** Start of Listing **

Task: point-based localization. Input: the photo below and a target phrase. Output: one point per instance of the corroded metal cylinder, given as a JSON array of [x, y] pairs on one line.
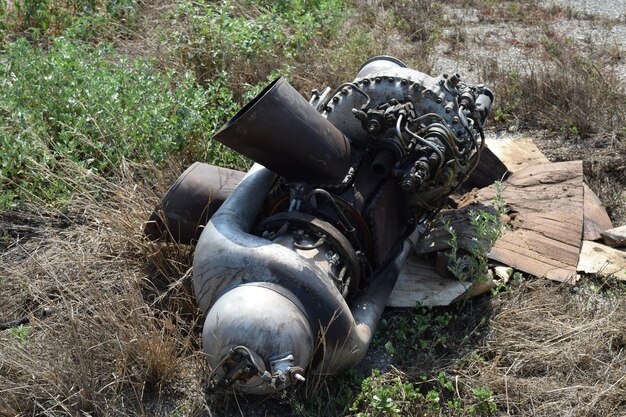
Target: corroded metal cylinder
[[191, 201]]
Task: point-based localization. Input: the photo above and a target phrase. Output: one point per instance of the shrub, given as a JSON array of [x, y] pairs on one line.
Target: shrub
[[75, 103]]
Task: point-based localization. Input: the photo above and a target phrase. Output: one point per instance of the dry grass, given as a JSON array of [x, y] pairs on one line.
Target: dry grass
[[122, 332], [554, 352]]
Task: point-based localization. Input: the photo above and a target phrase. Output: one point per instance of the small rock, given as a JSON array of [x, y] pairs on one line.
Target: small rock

** End of Listing **

Transcribe every one of the records above word for word, leaving out the pictures.

Solution below
Task: point-based localization. Input: the photo below and a target phrase. Output: one point per instance of the corroded metal cylinder, given as a JSON array of [x, y] pairs on one line.
Target: corroded metal cylinder
[[191, 201]]
Task: point-based localization. Input: the photo above and a target phrase. Output: one point per instance of the shrub, given as a JSON array of [x, y] pairs on one line.
Target: shrub
[[75, 103]]
Task: point-based localization. Input: the photo above and a target phrase. Output: one point per instance of the dry grass, given as a JSON array of [x, y] pairs on one line.
Target: dry grass
[[122, 332], [554, 352]]
Task: point-based localization. Input: the photo above and a target phrase. Output: one point per instance of the small rock, given as a JSON array of [x, y] pairs on one line.
Target: small rock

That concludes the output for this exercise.